INPUT DATA –
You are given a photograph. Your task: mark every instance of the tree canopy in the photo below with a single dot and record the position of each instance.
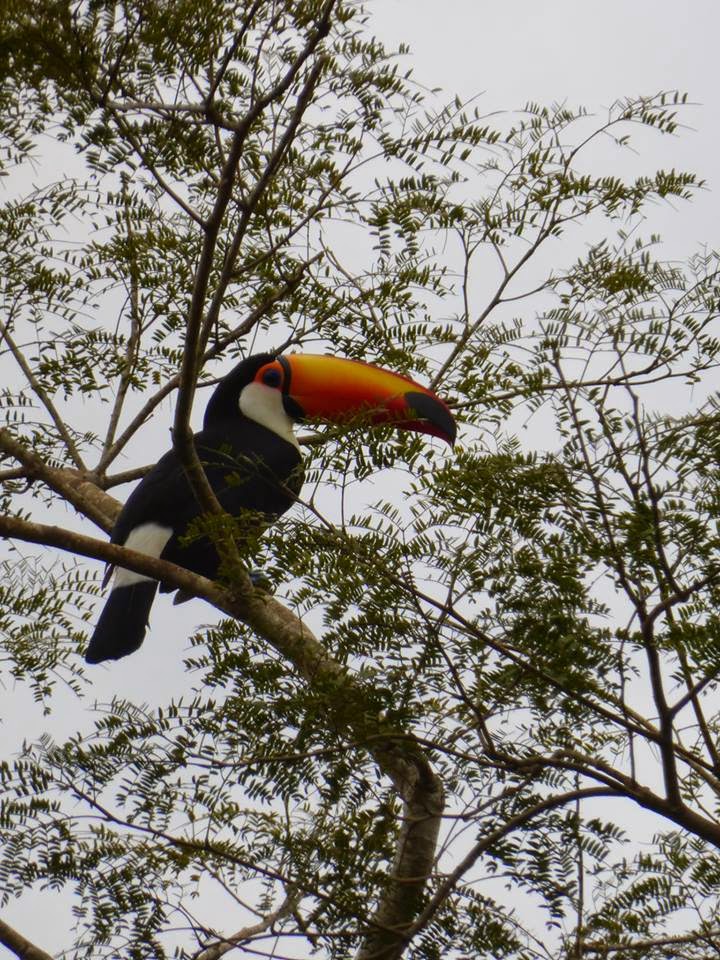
(433, 735)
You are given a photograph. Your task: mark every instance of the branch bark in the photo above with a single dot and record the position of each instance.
(398, 755)
(18, 945)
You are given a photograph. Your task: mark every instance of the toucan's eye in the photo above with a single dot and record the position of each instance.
(272, 377)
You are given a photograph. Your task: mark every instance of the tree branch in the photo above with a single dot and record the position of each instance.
(401, 760)
(18, 945)
(43, 397)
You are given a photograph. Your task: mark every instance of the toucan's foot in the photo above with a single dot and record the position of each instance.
(260, 580)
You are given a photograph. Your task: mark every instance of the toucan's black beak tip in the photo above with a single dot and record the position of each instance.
(435, 412)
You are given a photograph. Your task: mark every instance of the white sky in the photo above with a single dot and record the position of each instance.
(559, 50)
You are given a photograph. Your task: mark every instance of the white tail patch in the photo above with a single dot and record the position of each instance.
(264, 405)
(149, 538)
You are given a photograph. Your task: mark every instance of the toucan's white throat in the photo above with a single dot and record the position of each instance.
(264, 405)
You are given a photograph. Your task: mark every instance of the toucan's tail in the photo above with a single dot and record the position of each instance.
(122, 624)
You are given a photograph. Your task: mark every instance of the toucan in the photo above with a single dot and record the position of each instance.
(252, 461)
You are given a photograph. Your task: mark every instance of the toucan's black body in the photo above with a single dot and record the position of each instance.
(256, 476)
(253, 465)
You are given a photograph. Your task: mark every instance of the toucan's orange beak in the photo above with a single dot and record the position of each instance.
(338, 390)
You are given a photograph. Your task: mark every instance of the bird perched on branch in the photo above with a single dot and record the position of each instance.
(252, 461)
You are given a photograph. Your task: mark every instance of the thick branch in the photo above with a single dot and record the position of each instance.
(87, 498)
(397, 754)
(18, 945)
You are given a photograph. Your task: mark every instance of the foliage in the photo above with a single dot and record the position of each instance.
(533, 619)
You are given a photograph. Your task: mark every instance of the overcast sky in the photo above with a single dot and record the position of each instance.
(581, 52)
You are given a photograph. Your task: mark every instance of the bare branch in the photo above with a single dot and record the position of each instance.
(18, 945)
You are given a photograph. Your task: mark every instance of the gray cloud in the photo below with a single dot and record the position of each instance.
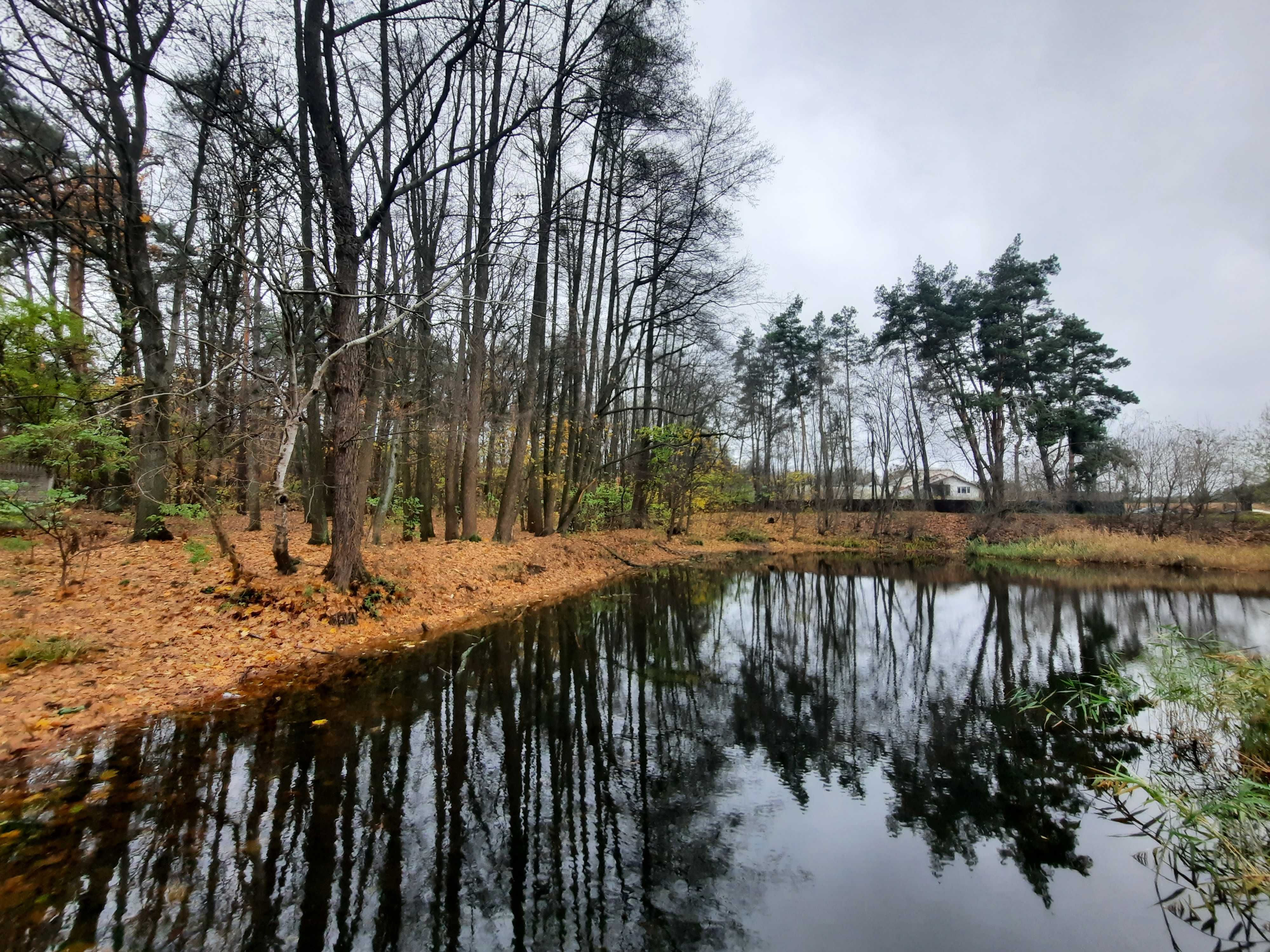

INSTRUCTIONS FOR THE TASK – Return the listing above verbatim and exclude every picture.

RESULT FOR THIS EXERCISE –
You are given a photograph. Your task: mark every instance of the tree canopy in the photo below with a single dot and record the position of each instance.
(433, 735)
You are given a photograph. Your task: mark every instance of the branch bark in the photo above with a single dot and record the position of each instance.
(398, 755)
(18, 945)
You are given a photograph. Your task: mark every instance of the toucan's eye in the photo above with a single dot and record the position of each instance.
(272, 377)
You are given a photograph. Your task: mark every instance of the tree branch in the photo above with a single dot and record the position of each instance.
(401, 760)
(18, 945)
(43, 397)
You are given a photograph. Your task: mark every instance of the toucan's foot in the photo above with a single dot and record the position of each instance.
(260, 580)
You are given a photograph. Your task: mark every instance of the toucan's black beak tip in the photo above with a single dot and record the position of each instance.
(435, 412)
You are given a photograph. Your task: mark every instance of the white sky in the photo above with a single dot and record the position of each instance.
(559, 50)
You are given a photograph. Your task: mark every instance of the white tail patch in the photo above with a single dot and record the position of each instance.
(264, 405)
(149, 538)
You are given a photograph. Your task: mark every instance of the toucan's white throat in the photo above with a single dot and record the position of each instance.
(264, 405)
You are given a photograph. Your task: mark every instance of the toucan's tail in the photo above with a single dot and record the position of each instance.
(122, 624)
You are given a photograph. Your task: mark every instance of the toucan in the photo above with a single dot and record the position of each instance.
(252, 461)
You are given a photograph. Your task: mark every instance of the toucan's black body in the photo above with a single dot and record the position of each instance.
(256, 476)
(253, 465)
You are given a photograph. Your task: mark every instance of the toucan's orange beak in the photo above with a single dot and record the position of each instance.
(338, 390)
You are given a photograph. Your task: mark every instance of the bird perched on branch in the photo above with a single dot and record the position of each instance.
(252, 461)
You are given a photograph. Your task: mark every instance of the thick branch in the photo above with a single dot and record the position of each instance.
(87, 498)
(397, 754)
(18, 945)
You are given a photograph. Your task: mark every instance of the foliage in the photo above with a single dot and record the position of each instance.
(533, 619)
You are given a photograph. Your task: mark every instance of the overcast sky in the photo above with a single dot and record the position of each instance.
(581, 52)
You are given a photograph. Your task: mark every instance of the bare branch in the photo above with a single dot and record the position of each instance.
(18, 945)
You are given a photograph. Your task: mark every instance of the gray cloud in the photo below with a single dot and record the position of each instance.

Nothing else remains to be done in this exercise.